Поставленная задача: Перепишите все данные ниже дословно, строка за строкой, ничего не меняя.

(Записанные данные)
════════════════════

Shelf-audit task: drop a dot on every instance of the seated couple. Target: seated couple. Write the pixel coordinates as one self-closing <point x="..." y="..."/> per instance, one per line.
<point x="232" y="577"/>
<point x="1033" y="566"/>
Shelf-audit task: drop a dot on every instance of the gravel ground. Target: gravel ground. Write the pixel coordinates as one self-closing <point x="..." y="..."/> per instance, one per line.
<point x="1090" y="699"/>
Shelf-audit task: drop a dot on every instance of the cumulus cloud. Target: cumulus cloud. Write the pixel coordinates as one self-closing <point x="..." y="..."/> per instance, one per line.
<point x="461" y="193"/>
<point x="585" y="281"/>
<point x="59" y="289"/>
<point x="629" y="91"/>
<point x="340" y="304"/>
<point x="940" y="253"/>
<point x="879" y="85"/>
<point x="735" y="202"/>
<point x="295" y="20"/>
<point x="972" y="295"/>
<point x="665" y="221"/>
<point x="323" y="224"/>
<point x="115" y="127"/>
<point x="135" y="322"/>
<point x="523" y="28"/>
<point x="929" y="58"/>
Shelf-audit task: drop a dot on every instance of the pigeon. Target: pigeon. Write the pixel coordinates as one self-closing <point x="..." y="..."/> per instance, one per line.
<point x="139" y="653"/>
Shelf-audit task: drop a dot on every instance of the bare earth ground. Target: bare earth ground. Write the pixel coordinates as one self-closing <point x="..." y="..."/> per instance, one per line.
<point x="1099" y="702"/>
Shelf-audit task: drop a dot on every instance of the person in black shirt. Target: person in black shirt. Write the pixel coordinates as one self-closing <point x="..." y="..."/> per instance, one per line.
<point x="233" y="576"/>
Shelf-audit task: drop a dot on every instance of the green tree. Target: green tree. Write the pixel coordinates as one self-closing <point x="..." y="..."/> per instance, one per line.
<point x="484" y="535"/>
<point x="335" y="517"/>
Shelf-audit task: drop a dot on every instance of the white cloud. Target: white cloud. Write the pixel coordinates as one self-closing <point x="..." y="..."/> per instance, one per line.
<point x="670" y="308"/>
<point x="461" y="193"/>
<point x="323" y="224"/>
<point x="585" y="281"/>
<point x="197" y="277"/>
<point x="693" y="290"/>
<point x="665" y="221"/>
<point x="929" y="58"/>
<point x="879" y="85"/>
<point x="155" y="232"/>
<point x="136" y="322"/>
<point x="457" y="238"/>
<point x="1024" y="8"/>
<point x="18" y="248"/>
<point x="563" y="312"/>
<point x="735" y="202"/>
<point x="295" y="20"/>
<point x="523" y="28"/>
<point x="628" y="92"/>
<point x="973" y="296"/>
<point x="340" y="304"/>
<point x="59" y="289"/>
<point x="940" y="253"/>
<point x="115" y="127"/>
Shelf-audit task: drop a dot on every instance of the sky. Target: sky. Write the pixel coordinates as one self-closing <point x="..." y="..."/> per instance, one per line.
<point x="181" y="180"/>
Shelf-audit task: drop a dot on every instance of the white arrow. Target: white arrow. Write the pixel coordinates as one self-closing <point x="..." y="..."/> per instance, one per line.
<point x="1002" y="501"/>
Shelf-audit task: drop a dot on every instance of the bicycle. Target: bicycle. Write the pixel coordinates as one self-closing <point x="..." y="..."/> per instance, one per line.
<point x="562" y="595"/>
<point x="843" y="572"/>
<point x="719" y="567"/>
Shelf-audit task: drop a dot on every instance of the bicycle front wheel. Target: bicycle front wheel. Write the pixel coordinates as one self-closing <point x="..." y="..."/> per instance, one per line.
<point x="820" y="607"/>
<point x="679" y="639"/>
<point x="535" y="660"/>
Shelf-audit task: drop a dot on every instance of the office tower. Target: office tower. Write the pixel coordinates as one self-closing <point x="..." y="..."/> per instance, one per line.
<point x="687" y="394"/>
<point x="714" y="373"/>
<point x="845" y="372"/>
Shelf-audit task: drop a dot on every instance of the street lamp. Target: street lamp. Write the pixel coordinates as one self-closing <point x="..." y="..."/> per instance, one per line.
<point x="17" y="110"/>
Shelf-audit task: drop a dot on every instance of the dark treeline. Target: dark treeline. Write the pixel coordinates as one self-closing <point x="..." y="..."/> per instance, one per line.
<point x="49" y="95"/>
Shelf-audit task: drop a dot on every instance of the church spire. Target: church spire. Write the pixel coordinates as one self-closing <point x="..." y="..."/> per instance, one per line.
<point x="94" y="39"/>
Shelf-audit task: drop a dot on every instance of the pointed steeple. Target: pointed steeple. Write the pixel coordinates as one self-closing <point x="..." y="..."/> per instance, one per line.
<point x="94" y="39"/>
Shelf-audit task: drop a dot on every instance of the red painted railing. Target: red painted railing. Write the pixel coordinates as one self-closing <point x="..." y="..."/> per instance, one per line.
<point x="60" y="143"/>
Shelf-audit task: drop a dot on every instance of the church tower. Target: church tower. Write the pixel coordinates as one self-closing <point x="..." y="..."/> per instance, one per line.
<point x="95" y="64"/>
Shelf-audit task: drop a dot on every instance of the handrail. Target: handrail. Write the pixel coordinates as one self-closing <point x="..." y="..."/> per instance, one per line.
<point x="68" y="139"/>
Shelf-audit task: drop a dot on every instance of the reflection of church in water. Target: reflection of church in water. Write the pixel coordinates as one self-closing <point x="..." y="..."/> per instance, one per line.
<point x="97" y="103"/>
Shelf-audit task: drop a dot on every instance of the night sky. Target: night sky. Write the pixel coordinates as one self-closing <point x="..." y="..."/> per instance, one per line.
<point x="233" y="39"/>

════════════════════

Полный ответ:
Shelf-audit task: drop a dot on every instance of the seated couple. Target: seated couple. Write the pixel coordinates as one self-closing <point x="..." y="..."/> per instance, one per line.
<point x="232" y="577"/>
<point x="1033" y="566"/>
Shelf-audit task: drop a dot on every instance of the gravel ground. Target: gravel ground. Write the pixel coordinates as one self-closing <point x="..." y="..."/> per instance, one per line.
<point x="1090" y="699"/>
Shelf-audit task: drop a dot on every instance of the cumulus cloud. Target: cumulus cloud. Write the pixel coordinates as one self-closing <point x="..." y="..."/> per instance, one per line.
<point x="461" y="193"/>
<point x="585" y="281"/>
<point x="59" y="289"/>
<point x="629" y="91"/>
<point x="340" y="304"/>
<point x="940" y="253"/>
<point x="879" y="85"/>
<point x="735" y="202"/>
<point x="295" y="20"/>
<point x="972" y="295"/>
<point x="665" y="221"/>
<point x="323" y="224"/>
<point x="115" y="127"/>
<point x="135" y="322"/>
<point x="523" y="28"/>
<point x="929" y="58"/>
Shelf-audit task: drop a dot on every instance of the pigeon. Target: pigeon. Write the pixel coordinates as one self-closing <point x="..." y="..."/> per instance, one per line.
<point x="139" y="653"/>
Shelf-audit task: drop a dot on every instance of the bare earth ground. Target: bare earth ground. Write the pixel coordinates as one self-closing <point x="..." y="..."/> per instance, one per line.
<point x="1099" y="702"/>
Shelf-audit task: drop a dot on every instance of the person in black shirt. Target: person in black shirt. Write the pixel coordinates as one self-closing <point x="..." y="..."/> per instance, one per line.
<point x="233" y="576"/>
Shelf-audit task: drop a dot on every instance of the green tree. Target: green tree. Write the pixel coordinates as one self-closing <point x="..." y="..."/> per instance, one per line.
<point x="484" y="535"/>
<point x="335" y="517"/>
Shelf-audit task: drop a dot on every instance of the white cloud. Target: white cloud. Write the pixel coordinates as one self-closing <point x="..." y="..."/> per instance, one per line.
<point x="670" y="308"/>
<point x="461" y="193"/>
<point x="323" y="224"/>
<point x="585" y="281"/>
<point x="197" y="277"/>
<point x="693" y="290"/>
<point x="665" y="221"/>
<point x="929" y="58"/>
<point x="879" y="85"/>
<point x="155" y="232"/>
<point x="136" y="322"/>
<point x="457" y="238"/>
<point x="1024" y="8"/>
<point x="18" y="248"/>
<point x="563" y="312"/>
<point x="735" y="202"/>
<point x="295" y="20"/>
<point x="523" y="28"/>
<point x="628" y="92"/>
<point x="973" y="296"/>
<point x="340" y="304"/>
<point x="59" y="289"/>
<point x="940" y="253"/>
<point x="115" y="127"/>
Shelf-audit task: drop a dot on every instance of the sky. Target: sky. Write the pixel coordinates as one self-closing <point x="..." y="..."/> per instance, one per line.
<point x="181" y="180"/>
Shelf-audit task: drop a dot on every instance of the white arrow. Target: white arrow. Write the pixel coordinates as one self-closing <point x="..." y="..."/> per instance, one per line.
<point x="1002" y="501"/>
Shelf-audit task: drop a dot on every instance of the bicycle. Target: bicycle. Write the pixel coordinates as one self-closing <point x="..." y="..."/> per instance, one per line.
<point x="562" y="595"/>
<point x="843" y="572"/>
<point x="719" y="567"/>
Shelf-audit task: drop a dot on every instance of the bicycle front wheel. Target: bicycle front wheel. Write the pixel coordinates as one self-closing <point x="..." y="..."/> per instance, one per line.
<point x="820" y="607"/>
<point x="679" y="639"/>
<point x="535" y="660"/>
Shelf-audit task: drop a dot on every instance of the office tower. Target: office tower. Write the pixel coordinates as one self-closing <point x="..." y="..."/> per instance, one per line.
<point x="687" y="394"/>
<point x="714" y="373"/>
<point x="845" y="372"/>
Shelf-audit task: drop a dot on every instance of the street lamp. Target: street lamp. Write the pixel coordinates as one self-closing <point x="..." y="..."/> per instance, one per line.
<point x="17" y="110"/>
Shelf-audit task: drop a dot on every instance of the dark treeline. Target: dark treeline. Write the pixel coordinates as one self-closing <point x="..." y="..."/> per instance, one per line.
<point x="49" y="95"/>
Shelf-audit task: drop a dot on every instance of the church spire. Target: church spire. Write the pixel coordinates as one self-closing <point x="..." y="..."/> per instance, one per line.
<point x="94" y="39"/>
Shelf-audit task: drop a dot on every instance of the pointed steeple. Target: pointed steeple. Write the pixel coordinates as one self-closing <point x="..." y="..."/> per instance, one per line.
<point x="94" y="39"/>
Shelf-audit task: drop a dot on every instance of the red painted railing. Target: red painted railing. Write the pixel coordinates as one self-closing <point x="..." y="..."/> per instance, one per line.
<point x="60" y="143"/>
Shelf-audit task: drop a dot on every instance of the church tower. Target: church tower. Write the pixel coordinates as one self-closing <point x="..." y="..."/> per instance, one per line.
<point x="95" y="64"/>
Shelf-audit task: drop a dot on every instance of the handrail. Target: handrail. Write the pixel coordinates as one self-closing <point x="..." y="..."/> per instance, one per line.
<point x="68" y="139"/>
Shelf-audit task: drop a dot on every instance of the reflection of church in water. Target: reflection of church in water. Write the pixel coordinates as one self-closing <point x="..." y="..."/> per instance, one per line.
<point x="97" y="103"/>
Shelf-audit task: drop a dot on every instance of the night sky. Target: night sky. Write the pixel coordinates as one self-closing <point x="..." y="..."/> per instance, one per line.
<point x="233" y="39"/>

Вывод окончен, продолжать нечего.